*INSTRUCTIONS*:
• 1. In the gas price report, what title does Roger Boyd hold?
• 2. Reproduce the stretch of the gas price report from "On October 6" through "a mile apart?".

*DOCUMENT PASSAGE*:
•••
LOUISVILLE, KY (WAVE) – When it comes to gas prices in Louisville, one thing has been consistent. Whether gas prices are rising or falling, gas stations that are close in proximity are close in price as well, whether they want to or not. Their prices are posted up where everyone can see them. But something different is happening around town over the past two months.

On October 4 in Middletown, gas stations across the street from each other, Circle K and Shell, were selling gas for $3.51 and $3.86 a gallon, a difference of 35 cents a gallon. Around the corner on Shelbyville Road, neighboring gas stations Speedway and Marathon were 32 cents different at $3.47 and $3.79.

On October 6 on Breckenridge Lane at the Watterson Expressway, Thornton's and Speedway were at $3.42. Marathon was at $3.99. That's 57 cents per gallon difference, for days not hours. The same day in Middletown, prices ranged from $3.46 to $3.86, a 40 cents per gallon difference.

On October 8 in the south end, where gas is typically cheaper, Speedway was at $3.37. Right next door, we saw a Marathon station 32 cents a gallon higher, which is also 32 cents higher than another Marathon station less than a mile down the road.

"You're one of the first people to bring it to my attention," said Roger Boyd, AAA Kentucky spokesperson.

So why did we see 54 cents a gallon difference on November 17 between stations less than a mile apart?

"I have a lot more questions than answers obviously at this time," said Boyd. "It might be a business model. There could be some gas stations that are perfectly content to have a very slow 50 cents, than a very fast 10 nickels."

The major gas retailers in town don't do interviews about their gas pricing strategies, so I went in with a hidden camera to try to get the real stories. I asked a Marathon station manager why her gas price was 26 cents per gallon higher than the station across the street.
•••
Records excerpted from a collection
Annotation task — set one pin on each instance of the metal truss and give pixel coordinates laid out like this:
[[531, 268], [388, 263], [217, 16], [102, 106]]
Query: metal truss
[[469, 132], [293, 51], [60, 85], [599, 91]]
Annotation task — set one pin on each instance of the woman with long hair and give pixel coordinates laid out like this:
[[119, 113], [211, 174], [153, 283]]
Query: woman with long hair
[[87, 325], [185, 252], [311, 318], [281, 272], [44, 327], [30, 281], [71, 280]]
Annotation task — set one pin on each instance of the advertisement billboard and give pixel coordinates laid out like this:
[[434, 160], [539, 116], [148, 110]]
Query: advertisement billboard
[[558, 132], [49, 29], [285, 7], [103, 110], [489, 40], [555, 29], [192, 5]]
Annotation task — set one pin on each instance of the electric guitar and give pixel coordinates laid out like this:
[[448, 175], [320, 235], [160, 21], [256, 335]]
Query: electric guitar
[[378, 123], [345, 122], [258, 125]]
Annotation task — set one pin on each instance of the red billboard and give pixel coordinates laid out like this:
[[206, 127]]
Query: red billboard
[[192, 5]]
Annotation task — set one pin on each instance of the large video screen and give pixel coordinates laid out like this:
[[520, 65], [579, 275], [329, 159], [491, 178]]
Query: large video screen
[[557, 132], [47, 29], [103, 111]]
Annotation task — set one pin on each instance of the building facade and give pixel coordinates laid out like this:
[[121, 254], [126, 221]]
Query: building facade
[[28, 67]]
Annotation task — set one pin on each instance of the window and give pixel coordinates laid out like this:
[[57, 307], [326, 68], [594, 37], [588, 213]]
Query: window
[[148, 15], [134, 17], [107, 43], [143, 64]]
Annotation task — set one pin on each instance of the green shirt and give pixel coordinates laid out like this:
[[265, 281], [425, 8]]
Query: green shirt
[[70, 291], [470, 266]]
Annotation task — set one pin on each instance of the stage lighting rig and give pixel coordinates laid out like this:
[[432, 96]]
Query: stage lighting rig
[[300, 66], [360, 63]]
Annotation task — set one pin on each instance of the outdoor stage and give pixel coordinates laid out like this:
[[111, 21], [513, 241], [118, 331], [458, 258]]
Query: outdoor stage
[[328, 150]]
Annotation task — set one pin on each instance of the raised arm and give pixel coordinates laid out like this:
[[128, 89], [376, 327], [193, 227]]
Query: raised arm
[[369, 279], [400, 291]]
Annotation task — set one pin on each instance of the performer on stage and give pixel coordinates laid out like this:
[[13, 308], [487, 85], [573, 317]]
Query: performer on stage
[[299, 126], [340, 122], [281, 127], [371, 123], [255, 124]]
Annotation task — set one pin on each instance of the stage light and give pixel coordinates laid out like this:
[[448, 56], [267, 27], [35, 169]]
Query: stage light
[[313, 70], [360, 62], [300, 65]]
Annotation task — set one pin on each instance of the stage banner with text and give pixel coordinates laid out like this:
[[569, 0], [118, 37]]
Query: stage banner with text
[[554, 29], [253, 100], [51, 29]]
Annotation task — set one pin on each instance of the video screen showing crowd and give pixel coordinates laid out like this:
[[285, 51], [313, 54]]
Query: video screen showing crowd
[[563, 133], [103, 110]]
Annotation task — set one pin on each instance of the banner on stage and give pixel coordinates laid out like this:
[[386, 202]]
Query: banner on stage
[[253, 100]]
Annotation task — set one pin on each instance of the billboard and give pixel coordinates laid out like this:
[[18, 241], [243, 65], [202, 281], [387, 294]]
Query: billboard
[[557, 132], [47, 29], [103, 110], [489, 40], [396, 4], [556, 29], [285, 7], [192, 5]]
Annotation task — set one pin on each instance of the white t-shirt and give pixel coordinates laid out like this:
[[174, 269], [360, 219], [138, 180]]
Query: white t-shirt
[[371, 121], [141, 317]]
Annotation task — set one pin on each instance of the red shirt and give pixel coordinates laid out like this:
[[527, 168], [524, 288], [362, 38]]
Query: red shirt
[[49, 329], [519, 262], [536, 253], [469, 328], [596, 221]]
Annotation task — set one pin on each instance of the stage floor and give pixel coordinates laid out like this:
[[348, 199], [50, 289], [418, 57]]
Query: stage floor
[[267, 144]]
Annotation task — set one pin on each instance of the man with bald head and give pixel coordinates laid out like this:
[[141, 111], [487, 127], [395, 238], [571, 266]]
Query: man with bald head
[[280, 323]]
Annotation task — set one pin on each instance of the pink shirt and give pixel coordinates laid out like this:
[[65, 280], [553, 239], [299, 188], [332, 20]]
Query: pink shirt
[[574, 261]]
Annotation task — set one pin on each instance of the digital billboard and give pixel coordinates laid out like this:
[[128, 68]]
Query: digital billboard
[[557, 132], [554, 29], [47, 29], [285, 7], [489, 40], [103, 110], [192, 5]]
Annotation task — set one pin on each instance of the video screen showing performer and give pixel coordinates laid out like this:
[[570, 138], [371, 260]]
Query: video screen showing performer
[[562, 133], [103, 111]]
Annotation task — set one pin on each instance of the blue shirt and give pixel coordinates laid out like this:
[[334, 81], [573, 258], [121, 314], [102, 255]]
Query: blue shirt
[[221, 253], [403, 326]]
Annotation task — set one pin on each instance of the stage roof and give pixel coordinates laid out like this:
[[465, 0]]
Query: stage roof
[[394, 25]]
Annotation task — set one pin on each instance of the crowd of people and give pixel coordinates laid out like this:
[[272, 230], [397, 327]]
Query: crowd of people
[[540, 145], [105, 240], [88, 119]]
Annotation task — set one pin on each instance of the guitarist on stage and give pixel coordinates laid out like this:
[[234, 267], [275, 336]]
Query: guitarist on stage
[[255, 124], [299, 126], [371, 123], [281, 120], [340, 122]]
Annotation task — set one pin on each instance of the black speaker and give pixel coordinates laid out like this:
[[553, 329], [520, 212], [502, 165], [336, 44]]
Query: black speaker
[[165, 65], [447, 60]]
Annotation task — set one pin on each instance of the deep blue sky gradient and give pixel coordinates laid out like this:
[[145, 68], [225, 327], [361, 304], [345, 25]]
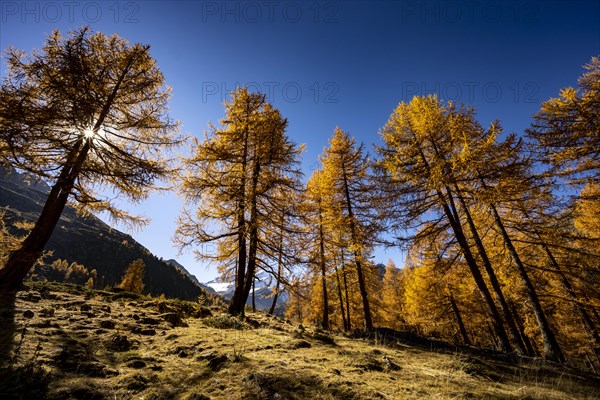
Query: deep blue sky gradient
[[325, 64]]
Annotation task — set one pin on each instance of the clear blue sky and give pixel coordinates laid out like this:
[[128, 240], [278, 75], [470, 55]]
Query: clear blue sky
[[332, 63]]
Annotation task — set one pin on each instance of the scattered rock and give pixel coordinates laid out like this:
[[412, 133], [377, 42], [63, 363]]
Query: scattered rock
[[370, 364], [174, 319], [389, 364], [324, 338], [45, 294], [182, 354], [95, 369], [119, 343], [137, 364], [299, 344], [252, 322], [197, 396], [47, 312], [137, 383], [149, 321], [207, 355], [107, 324], [34, 298], [217, 362]]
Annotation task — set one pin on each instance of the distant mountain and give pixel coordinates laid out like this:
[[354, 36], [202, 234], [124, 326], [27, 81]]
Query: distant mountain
[[263, 292], [183, 270], [92, 243]]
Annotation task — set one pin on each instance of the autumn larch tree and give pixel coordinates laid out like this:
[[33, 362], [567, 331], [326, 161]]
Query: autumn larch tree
[[315, 210], [418, 144], [133, 278], [88, 115], [231, 184], [347, 182], [566, 131]]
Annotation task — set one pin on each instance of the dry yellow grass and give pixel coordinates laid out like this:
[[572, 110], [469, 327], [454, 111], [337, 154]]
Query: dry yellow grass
[[75, 353]]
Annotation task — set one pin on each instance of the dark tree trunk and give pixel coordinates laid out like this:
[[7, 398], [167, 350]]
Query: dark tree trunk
[[453, 219], [279, 272], [341, 297], [7, 327], [530, 347], [253, 294], [475, 272], [586, 320], [552, 349], [325, 316], [253, 234], [508, 317], [236, 306], [461, 325], [22, 260], [345, 279], [357, 260]]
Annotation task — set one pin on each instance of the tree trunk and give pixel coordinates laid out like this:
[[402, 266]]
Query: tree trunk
[[475, 272], [357, 260], [586, 320], [236, 306], [7, 327], [348, 320], [528, 343], [552, 349], [454, 221], [461, 325], [253, 233], [22, 260], [325, 316], [279, 272], [339, 285], [253, 294], [508, 317]]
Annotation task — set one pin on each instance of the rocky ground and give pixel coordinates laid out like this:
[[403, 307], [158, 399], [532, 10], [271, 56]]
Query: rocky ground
[[73, 343]]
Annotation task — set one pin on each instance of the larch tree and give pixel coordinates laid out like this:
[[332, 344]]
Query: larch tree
[[393, 296], [314, 206], [502, 164], [133, 278], [566, 131], [347, 180], [417, 160], [87, 114], [230, 186]]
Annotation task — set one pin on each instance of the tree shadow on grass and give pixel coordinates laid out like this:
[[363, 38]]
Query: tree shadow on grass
[[299, 386], [15, 378]]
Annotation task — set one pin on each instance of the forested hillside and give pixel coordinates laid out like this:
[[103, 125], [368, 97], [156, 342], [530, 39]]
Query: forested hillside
[[89, 242]]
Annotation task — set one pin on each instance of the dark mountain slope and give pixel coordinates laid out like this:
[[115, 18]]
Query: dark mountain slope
[[91, 242]]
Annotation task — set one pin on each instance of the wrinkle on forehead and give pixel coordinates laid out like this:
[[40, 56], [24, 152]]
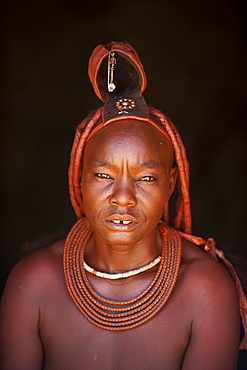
•••
*IN RESPONSE*:
• 1. He is the AAA Kentucky spokesperson.

• 2.
On October 6 on Breckenridge Lane at the Watterson Expressway, Thornton's and Speedway were at $3.42. Marathon was at $3.99. That's 57 cents per gallon difference, for days not hours. The same day in Middletown, prices ranged from $3.46 to $3.86, a 40 cents per gallon difference.

On October 8 in the south end, where gas is typically cheaper, Speedway was at $3.37. Right next door, we saw a Marathon station 32 cents a gallon higher, which is also 32 cents higher than another Marathon station less than a mile down the road.

"You're one of the first people to bring it to my attention," said Roger Boyd, AAA Kentucky spokesperson.

So why did we see 54 cents a gallon difference on November 17 between stations less than a mile apart?